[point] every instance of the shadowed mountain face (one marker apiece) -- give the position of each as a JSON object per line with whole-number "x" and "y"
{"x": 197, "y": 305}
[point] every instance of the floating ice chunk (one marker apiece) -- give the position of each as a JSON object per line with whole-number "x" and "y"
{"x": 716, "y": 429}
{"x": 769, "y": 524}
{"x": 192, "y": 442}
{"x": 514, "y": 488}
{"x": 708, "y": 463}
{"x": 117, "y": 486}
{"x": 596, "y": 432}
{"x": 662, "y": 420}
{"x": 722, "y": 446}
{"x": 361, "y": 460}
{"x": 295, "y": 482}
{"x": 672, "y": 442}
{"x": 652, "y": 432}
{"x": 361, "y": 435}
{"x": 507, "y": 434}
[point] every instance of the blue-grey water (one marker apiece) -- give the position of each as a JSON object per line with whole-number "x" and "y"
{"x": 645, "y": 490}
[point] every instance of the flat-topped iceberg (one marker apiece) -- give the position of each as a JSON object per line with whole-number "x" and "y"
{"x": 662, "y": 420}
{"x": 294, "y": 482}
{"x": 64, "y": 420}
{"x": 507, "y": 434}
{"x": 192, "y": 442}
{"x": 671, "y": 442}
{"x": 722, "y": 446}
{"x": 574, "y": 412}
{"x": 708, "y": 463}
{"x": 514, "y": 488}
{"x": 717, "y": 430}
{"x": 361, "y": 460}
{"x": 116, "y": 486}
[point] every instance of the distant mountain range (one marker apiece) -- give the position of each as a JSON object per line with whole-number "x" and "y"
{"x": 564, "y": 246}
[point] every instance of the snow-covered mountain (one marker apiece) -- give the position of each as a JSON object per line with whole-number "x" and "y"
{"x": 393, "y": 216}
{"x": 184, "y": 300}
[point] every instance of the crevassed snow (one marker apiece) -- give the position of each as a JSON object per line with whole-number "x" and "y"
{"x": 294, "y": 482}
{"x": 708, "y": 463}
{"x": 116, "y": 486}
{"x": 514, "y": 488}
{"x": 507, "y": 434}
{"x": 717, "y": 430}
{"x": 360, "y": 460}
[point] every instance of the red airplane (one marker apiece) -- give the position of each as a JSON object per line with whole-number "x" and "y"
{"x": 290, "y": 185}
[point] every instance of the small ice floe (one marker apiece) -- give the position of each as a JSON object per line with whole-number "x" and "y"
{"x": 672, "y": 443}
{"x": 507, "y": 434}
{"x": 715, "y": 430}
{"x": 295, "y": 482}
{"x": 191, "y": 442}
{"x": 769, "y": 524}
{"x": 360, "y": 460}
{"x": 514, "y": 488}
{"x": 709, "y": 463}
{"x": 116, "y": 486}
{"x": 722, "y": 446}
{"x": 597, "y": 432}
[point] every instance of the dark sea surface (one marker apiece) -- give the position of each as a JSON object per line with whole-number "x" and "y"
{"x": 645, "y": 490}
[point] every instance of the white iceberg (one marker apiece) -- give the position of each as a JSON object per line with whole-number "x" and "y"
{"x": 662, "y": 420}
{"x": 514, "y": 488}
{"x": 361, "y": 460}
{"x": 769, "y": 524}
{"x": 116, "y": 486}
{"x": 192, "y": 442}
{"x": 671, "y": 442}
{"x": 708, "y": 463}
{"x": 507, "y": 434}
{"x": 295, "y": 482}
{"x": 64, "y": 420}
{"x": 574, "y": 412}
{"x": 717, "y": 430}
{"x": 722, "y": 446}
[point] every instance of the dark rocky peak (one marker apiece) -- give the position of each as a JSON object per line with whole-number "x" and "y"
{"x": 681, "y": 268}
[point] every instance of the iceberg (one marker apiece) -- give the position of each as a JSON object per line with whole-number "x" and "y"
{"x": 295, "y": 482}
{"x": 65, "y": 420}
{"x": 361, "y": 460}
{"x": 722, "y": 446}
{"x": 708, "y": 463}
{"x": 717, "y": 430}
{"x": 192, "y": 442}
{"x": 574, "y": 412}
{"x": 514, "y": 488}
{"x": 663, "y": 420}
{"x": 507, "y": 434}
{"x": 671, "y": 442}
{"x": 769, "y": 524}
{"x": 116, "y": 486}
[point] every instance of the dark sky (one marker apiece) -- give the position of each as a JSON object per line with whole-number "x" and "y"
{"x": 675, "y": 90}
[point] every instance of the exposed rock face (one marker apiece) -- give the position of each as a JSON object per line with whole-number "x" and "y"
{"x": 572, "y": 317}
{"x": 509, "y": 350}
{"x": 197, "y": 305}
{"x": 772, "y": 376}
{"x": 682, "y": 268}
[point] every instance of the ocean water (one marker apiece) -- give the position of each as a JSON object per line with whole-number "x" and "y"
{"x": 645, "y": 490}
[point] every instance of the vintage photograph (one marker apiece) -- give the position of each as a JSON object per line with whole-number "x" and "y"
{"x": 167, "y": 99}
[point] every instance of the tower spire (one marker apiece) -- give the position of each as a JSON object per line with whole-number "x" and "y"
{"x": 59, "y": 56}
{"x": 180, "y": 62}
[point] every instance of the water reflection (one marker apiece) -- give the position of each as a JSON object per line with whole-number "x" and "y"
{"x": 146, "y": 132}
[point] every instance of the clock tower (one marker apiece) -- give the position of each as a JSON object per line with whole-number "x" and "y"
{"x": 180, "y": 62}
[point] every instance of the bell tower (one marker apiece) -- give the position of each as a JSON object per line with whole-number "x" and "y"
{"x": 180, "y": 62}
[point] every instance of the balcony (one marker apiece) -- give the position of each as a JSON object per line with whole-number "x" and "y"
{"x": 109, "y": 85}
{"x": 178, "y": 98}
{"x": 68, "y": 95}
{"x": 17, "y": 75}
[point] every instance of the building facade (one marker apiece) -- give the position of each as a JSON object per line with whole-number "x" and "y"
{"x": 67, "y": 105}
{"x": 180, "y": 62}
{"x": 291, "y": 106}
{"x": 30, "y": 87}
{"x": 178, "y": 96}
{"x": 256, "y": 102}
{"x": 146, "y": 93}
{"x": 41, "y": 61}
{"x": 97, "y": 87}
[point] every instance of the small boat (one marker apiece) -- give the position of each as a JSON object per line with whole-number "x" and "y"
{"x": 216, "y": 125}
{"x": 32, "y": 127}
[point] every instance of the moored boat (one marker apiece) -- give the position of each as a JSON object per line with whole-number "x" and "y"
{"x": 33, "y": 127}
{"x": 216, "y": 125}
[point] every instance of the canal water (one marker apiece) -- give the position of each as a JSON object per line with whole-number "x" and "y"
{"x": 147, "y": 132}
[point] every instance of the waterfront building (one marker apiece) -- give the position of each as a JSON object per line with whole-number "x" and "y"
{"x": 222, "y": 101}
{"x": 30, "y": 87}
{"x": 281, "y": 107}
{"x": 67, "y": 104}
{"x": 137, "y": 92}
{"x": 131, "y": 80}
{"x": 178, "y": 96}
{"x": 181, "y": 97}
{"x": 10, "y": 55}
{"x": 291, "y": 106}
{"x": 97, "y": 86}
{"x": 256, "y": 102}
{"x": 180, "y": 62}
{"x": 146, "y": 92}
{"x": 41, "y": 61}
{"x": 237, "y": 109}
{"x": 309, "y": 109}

___

TASK DESCRIPTION: Repeat the material word for word, in full.

THE COMPLETED TASK:
[point] every instance of the shadowed mountain face (one marker apiece) -- give the position of each as a JSON object per line with whole-number "x" and "y"
{"x": 197, "y": 305}
[point] every instance of the floating ice chunk (one marker apiece) -- give the position of each as a JSON object per line with whole-number "x" and "y"
{"x": 716, "y": 429}
{"x": 769, "y": 524}
{"x": 192, "y": 442}
{"x": 514, "y": 488}
{"x": 708, "y": 463}
{"x": 117, "y": 486}
{"x": 596, "y": 432}
{"x": 662, "y": 420}
{"x": 722, "y": 446}
{"x": 361, "y": 460}
{"x": 295, "y": 482}
{"x": 672, "y": 442}
{"x": 652, "y": 432}
{"x": 361, "y": 435}
{"x": 507, "y": 434}
[point] every instance of the blue-grey water (one marker apiece) -- give the position of each as a JSON object per line with whole-number "x" and "y"
{"x": 645, "y": 490}
[point] every instance of the flat-topped iceberg (one marker apiece) -- give the position of each as a JSON object per line with whole-number "x" and "y"
{"x": 662, "y": 420}
{"x": 294, "y": 482}
{"x": 64, "y": 420}
{"x": 507, "y": 434}
{"x": 192, "y": 442}
{"x": 671, "y": 442}
{"x": 722, "y": 446}
{"x": 574, "y": 412}
{"x": 708, "y": 463}
{"x": 514, "y": 488}
{"x": 717, "y": 430}
{"x": 361, "y": 460}
{"x": 116, "y": 486}
[point] every instance of the distant mountain range (one marker apiece) -- give the position of each as a JSON object per line with whole-number "x" and "y"
{"x": 564, "y": 246}
[point] every instance of the snow-covered mountain (one marker apiece) -- give the position of each as a JSON object per line with whole-number "x" and "y"
{"x": 393, "y": 216}
{"x": 184, "y": 300}
[point] every instance of the crevassed snow (one marker apiece) -- give the position of each as a JSON object per line with whole-number "x" and "y"
{"x": 294, "y": 482}
{"x": 708, "y": 463}
{"x": 116, "y": 486}
{"x": 514, "y": 488}
{"x": 507, "y": 434}
{"x": 717, "y": 430}
{"x": 360, "y": 460}
[point] every instance of the red airplane (one marker apiece) -- give the position of each as a JSON object per line with whole-number "x" and "y"
{"x": 290, "y": 185}
[point] every instance of the small ice floe (one marker apiece) -- give the position of each as a JSON object per line with whole-number "x" and "y"
{"x": 672, "y": 443}
{"x": 507, "y": 434}
{"x": 715, "y": 430}
{"x": 295, "y": 482}
{"x": 191, "y": 442}
{"x": 769, "y": 524}
{"x": 360, "y": 460}
{"x": 514, "y": 488}
{"x": 709, "y": 463}
{"x": 116, "y": 486}
{"x": 722, "y": 446}
{"x": 597, "y": 432}
[point] every instance of the dark sea surface (one marker apiece) -- give the position of each as a JSON object per line with whole-number "x" and "y"
{"x": 645, "y": 490}
[point] every instance of the white iceberg (one marker apiece) -- give the position of each as a JSON object per line with whole-number "x" and "y"
{"x": 662, "y": 420}
{"x": 514, "y": 488}
{"x": 361, "y": 460}
{"x": 769, "y": 524}
{"x": 116, "y": 486}
{"x": 192, "y": 442}
{"x": 671, "y": 442}
{"x": 708, "y": 463}
{"x": 507, "y": 434}
{"x": 295, "y": 482}
{"x": 64, "y": 420}
{"x": 574, "y": 412}
{"x": 717, "y": 430}
{"x": 722, "y": 446}
[point] every instance of the dark rocky peak (one marker apiece) -- give the position of each as a JSON object per line with whole-number "x" and "y"
{"x": 681, "y": 268}
[point] every instance of the iceberg (one marker apiece) -- give the position of each as a JSON object per line with whole-number "x" and "y"
{"x": 295, "y": 482}
{"x": 65, "y": 420}
{"x": 361, "y": 460}
{"x": 722, "y": 446}
{"x": 708, "y": 463}
{"x": 717, "y": 430}
{"x": 192, "y": 442}
{"x": 574, "y": 412}
{"x": 514, "y": 488}
{"x": 663, "y": 420}
{"x": 507, "y": 434}
{"x": 671, "y": 442}
{"x": 769, "y": 524}
{"x": 116, "y": 486}
[point] every instance of the dark sky (one marker apiece) -- give the position of each as a JSON object per line with whole-number "x" and "y"
{"x": 675, "y": 90}
[point] every instance of the exposed rock face (one marker apiece) -- give the position of each as a JSON object per line with whole-number "x" and "y"
{"x": 572, "y": 317}
{"x": 509, "y": 350}
{"x": 197, "y": 305}
{"x": 772, "y": 376}
{"x": 682, "y": 268}
[point] every instance of the ocean water (one marker apiece) -- give the position of each as a JSON object per line with whole-number "x" and "y"
{"x": 645, "y": 490}
[point] every instance of the vintage photograph (one marker apiece) -- give the position of each as a JSON object per line with whole-number "x" and "y"
{"x": 167, "y": 99}
[point] every instance of the tower spire (one marker apiece) -- give the position of each as a JSON object per line with whole-number "x" and "y"
{"x": 59, "y": 56}
{"x": 180, "y": 62}
[point] every instance of the water reflection (one marker apiece) -- give the position of each as a JSON object per line with whole-number "x" and "y"
{"x": 146, "y": 132}
[point] every instance of the clock tower (one marker apiece) -- give the position of each as a JSON object per line with whole-number "x" and "y"
{"x": 180, "y": 62}
[point] every instance of the bell tower (one marker apiece) -- give the position of each as a JSON object per line with whole-number "x" and "y"
{"x": 180, "y": 62}
[point] every instance of the balcony (one marker apiece) -- give the position of each as a JSON object per line with whole-number "x" and "y"
{"x": 109, "y": 85}
{"x": 178, "y": 98}
{"x": 68, "y": 95}
{"x": 17, "y": 75}
[point] every instance of the building facade (one marker apiece) -- give the position of each as a JSON object per line with whole-number "x" and "y"
{"x": 67, "y": 105}
{"x": 180, "y": 62}
{"x": 291, "y": 106}
{"x": 30, "y": 87}
{"x": 178, "y": 96}
{"x": 256, "y": 102}
{"x": 146, "y": 93}
{"x": 41, "y": 61}
{"x": 97, "y": 87}
[point] every instance of the small boat (one marker apiece) -- give the position of each as a JSON object per line with whole-number "x" and "y"
{"x": 216, "y": 125}
{"x": 32, "y": 127}
[point] every instance of the moored boat (one marker apiece) -- give the position of each as a JSON object per line with whole-number "x" and "y"
{"x": 33, "y": 127}
{"x": 216, "y": 125}
[point] every instance of the canal water (one marker apiece) -- give the position of each as a JSON object per line with whole-number "x" and "y"
{"x": 147, "y": 132}
[point] every instance of the waterfront building (one marker apiece) -- give the position of each as a JSON object per line with whole-number "x" and "y"
{"x": 222, "y": 101}
{"x": 30, "y": 87}
{"x": 281, "y": 107}
{"x": 67, "y": 104}
{"x": 137, "y": 92}
{"x": 131, "y": 80}
{"x": 178, "y": 96}
{"x": 181, "y": 97}
{"x": 10, "y": 55}
{"x": 291, "y": 106}
{"x": 97, "y": 86}
{"x": 256, "y": 102}
{"x": 180, "y": 62}
{"x": 146, "y": 92}
{"x": 41, "y": 61}
{"x": 237, "y": 109}
{"x": 309, "y": 109}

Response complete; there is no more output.